==== Records for processing

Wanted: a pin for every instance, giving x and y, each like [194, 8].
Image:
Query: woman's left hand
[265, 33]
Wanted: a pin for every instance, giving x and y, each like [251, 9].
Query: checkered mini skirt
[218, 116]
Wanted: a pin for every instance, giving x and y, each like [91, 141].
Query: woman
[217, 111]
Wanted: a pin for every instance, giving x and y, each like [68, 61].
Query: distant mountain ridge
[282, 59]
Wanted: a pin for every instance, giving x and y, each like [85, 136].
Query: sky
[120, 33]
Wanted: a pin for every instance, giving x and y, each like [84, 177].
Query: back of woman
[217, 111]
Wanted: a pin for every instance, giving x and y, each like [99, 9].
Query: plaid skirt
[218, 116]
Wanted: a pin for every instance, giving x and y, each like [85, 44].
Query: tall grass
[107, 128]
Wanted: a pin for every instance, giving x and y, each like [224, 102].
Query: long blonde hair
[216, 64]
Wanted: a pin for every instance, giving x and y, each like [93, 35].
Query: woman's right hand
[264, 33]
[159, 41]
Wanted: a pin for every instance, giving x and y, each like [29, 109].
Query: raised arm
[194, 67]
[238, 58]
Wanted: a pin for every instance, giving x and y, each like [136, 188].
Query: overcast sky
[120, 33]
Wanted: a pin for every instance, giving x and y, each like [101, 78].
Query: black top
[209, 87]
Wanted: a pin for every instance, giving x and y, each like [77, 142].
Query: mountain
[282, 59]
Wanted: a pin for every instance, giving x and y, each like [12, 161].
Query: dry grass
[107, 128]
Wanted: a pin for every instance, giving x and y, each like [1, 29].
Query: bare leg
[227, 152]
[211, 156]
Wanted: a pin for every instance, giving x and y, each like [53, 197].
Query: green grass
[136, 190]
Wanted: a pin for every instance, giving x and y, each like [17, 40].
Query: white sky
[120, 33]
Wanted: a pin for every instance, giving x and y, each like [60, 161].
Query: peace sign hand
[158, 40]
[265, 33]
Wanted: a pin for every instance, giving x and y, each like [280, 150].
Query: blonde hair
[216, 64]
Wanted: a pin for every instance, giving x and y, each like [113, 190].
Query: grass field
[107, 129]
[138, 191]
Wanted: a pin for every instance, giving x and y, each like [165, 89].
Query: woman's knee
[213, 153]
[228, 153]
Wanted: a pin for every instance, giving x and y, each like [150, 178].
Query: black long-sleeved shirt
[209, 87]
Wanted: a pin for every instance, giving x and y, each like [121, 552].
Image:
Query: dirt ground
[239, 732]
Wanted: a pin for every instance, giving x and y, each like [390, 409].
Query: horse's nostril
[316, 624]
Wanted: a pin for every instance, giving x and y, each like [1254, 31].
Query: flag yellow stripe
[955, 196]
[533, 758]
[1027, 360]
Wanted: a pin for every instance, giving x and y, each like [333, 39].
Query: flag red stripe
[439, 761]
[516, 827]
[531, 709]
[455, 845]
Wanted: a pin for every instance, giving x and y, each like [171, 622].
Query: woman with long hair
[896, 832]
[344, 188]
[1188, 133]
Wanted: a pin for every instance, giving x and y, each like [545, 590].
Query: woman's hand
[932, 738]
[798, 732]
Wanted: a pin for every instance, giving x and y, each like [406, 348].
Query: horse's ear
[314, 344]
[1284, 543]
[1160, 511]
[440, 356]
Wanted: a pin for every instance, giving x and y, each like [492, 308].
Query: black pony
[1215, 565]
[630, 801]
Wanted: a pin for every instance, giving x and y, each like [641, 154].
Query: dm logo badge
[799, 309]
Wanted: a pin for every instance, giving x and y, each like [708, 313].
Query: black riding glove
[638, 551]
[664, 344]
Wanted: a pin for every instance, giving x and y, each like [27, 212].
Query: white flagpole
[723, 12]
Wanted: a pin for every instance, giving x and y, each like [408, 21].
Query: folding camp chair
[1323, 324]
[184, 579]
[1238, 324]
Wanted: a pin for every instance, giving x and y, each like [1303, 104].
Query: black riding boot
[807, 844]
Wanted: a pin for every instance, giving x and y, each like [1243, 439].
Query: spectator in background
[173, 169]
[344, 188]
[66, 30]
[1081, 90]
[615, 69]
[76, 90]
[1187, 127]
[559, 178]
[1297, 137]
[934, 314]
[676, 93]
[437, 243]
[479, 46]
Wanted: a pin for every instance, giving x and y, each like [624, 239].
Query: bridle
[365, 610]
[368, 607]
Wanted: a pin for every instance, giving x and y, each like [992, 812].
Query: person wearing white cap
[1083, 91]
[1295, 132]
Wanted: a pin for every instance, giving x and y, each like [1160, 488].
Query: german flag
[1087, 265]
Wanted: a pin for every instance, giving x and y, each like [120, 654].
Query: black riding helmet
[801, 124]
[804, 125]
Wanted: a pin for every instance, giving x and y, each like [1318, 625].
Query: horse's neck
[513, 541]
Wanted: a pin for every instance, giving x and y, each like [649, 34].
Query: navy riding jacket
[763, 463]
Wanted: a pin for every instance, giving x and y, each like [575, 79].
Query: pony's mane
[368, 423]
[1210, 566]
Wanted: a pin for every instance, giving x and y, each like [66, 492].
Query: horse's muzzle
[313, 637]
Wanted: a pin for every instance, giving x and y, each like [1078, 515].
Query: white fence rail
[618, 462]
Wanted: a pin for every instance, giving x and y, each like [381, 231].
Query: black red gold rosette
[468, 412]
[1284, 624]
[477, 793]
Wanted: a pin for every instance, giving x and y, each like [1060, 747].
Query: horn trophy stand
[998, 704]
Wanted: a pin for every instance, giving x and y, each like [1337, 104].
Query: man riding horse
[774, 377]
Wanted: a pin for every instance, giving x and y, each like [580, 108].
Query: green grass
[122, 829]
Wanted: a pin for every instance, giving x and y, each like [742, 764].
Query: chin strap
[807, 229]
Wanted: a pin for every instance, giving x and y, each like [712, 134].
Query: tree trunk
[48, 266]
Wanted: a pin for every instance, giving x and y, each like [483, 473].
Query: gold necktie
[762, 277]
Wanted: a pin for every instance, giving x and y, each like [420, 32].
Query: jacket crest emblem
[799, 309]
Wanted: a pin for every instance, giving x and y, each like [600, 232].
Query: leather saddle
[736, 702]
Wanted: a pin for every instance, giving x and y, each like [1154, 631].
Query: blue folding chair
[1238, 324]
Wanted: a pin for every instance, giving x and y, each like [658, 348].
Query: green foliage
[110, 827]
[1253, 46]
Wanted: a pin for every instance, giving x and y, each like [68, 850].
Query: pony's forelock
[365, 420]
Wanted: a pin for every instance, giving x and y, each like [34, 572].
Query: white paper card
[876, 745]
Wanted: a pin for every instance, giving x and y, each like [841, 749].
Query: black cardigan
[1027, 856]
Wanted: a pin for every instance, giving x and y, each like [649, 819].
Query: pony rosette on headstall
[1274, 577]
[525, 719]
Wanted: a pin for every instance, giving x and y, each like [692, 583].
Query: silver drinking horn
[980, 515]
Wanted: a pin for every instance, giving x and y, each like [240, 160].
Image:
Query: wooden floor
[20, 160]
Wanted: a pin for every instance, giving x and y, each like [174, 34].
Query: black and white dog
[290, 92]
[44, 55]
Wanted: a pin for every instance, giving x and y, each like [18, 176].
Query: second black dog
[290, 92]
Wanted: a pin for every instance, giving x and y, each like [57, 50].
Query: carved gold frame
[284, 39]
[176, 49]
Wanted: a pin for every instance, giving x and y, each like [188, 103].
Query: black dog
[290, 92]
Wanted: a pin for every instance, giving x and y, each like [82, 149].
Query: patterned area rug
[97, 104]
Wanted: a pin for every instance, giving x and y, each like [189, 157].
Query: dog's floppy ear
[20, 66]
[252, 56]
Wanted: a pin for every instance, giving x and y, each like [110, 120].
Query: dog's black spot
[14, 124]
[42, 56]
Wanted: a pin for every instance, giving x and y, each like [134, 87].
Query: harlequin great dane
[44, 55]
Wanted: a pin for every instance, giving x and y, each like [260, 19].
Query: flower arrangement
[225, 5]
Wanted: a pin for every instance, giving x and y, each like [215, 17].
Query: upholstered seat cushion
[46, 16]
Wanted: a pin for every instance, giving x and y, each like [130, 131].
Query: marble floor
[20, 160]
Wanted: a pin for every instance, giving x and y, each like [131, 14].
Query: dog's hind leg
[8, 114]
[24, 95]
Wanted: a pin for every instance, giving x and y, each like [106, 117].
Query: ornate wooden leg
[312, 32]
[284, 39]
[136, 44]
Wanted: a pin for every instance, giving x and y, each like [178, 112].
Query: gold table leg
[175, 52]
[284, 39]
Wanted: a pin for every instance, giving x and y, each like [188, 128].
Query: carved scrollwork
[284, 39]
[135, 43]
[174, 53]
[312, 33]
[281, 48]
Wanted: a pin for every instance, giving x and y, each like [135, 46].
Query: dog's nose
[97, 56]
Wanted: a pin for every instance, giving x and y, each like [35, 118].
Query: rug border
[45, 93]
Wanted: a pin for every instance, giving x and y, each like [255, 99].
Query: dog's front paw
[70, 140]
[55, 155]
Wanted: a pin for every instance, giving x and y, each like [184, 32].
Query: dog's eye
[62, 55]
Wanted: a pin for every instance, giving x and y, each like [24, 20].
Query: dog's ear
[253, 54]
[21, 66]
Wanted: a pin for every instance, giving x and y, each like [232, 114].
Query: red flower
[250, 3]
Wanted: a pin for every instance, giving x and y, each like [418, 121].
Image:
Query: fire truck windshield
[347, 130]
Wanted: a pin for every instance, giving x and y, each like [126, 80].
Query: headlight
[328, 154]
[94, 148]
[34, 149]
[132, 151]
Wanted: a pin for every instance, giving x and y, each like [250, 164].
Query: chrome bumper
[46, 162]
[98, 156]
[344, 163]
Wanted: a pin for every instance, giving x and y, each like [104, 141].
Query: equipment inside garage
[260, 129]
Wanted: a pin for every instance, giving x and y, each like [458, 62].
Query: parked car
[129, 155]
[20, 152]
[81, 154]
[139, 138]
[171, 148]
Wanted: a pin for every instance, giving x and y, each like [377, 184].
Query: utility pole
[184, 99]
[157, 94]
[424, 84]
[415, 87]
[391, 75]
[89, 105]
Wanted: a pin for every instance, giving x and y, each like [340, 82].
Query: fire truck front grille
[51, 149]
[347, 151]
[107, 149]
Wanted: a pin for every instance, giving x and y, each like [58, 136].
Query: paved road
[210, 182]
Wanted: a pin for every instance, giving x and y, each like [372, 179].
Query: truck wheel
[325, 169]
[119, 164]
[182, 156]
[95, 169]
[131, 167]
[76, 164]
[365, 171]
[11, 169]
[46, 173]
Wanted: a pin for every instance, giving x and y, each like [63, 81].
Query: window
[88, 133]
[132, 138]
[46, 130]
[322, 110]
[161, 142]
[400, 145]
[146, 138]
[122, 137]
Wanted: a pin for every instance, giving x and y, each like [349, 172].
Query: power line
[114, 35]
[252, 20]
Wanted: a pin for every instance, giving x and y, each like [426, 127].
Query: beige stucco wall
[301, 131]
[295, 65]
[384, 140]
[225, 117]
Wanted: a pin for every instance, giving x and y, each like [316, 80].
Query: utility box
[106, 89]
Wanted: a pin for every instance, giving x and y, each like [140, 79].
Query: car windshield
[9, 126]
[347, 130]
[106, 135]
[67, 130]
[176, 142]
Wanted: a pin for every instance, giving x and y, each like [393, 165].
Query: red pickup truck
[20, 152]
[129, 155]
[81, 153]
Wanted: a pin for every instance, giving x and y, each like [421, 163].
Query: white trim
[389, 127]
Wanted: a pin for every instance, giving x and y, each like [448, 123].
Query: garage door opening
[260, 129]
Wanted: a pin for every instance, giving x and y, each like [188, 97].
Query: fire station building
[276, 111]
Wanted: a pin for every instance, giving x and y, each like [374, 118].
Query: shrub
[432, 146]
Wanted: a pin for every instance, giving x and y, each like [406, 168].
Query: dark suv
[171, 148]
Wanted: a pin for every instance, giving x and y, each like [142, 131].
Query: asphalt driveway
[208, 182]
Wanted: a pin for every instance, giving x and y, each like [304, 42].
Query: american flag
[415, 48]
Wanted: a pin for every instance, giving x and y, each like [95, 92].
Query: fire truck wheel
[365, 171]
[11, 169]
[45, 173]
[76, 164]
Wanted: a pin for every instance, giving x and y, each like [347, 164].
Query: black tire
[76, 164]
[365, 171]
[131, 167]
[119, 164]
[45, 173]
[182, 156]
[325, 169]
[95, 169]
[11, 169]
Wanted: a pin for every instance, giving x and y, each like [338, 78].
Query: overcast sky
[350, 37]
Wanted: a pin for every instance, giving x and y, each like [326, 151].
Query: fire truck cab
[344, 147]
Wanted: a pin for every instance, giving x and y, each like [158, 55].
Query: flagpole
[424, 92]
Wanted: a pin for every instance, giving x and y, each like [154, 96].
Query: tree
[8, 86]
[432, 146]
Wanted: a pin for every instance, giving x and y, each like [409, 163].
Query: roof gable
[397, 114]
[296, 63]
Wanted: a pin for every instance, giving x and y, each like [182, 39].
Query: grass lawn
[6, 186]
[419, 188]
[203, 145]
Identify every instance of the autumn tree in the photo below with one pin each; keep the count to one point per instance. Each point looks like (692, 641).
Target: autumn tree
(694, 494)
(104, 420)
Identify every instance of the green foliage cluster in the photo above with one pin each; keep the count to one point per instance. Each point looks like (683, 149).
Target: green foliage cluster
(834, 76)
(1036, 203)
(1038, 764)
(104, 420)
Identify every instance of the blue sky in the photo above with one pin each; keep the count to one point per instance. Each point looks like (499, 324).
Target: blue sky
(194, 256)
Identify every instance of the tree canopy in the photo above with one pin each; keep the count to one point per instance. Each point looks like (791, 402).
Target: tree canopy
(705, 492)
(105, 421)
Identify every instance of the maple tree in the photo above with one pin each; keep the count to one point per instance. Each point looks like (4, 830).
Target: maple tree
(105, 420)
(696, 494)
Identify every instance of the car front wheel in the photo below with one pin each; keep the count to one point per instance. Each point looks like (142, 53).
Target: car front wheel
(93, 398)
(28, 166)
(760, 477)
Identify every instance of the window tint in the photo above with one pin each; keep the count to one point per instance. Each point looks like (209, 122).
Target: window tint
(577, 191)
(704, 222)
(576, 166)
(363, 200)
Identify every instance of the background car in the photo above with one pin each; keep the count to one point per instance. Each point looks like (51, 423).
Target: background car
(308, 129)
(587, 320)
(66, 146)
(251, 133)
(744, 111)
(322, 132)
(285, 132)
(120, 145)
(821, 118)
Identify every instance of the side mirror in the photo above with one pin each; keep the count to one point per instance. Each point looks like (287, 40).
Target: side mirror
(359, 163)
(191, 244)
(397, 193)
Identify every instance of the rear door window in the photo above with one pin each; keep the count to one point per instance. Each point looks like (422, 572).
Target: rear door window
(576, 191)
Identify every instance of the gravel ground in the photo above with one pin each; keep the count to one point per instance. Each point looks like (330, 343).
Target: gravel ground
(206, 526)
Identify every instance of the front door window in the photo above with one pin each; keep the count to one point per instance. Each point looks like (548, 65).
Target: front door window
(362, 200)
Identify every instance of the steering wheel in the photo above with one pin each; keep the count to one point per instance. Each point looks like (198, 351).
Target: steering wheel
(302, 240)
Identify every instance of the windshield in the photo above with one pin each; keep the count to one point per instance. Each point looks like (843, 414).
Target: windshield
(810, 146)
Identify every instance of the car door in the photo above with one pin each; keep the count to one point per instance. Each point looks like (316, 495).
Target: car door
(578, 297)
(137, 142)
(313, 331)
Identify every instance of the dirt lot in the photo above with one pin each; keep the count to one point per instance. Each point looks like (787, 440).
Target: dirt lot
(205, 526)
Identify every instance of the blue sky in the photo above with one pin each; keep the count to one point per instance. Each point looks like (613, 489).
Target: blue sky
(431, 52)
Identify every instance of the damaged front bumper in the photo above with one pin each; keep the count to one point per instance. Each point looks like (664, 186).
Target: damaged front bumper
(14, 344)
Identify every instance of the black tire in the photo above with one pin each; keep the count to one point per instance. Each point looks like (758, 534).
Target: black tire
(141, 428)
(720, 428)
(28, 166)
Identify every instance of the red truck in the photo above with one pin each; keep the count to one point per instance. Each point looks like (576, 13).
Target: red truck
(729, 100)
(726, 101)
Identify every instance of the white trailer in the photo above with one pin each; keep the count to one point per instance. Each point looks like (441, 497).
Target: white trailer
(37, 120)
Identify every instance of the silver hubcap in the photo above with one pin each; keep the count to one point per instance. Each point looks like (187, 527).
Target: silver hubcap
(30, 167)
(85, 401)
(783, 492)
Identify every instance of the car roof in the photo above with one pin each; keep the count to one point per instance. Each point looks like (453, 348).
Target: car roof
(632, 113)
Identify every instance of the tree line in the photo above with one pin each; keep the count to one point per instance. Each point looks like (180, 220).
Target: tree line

========

▶ _Work to complete_: Where a line of the records includes "below", copy it.

▶ _Answer for this exercise_:
Identify every instance of the autumn tree in the photo below with one pin each; keep the count to one point per instance. Each point looks like (692, 641).
Identify every instance of the car front wheel in the photo below with one pin each; keep the count to one point per instance. Each point looks like (142, 53).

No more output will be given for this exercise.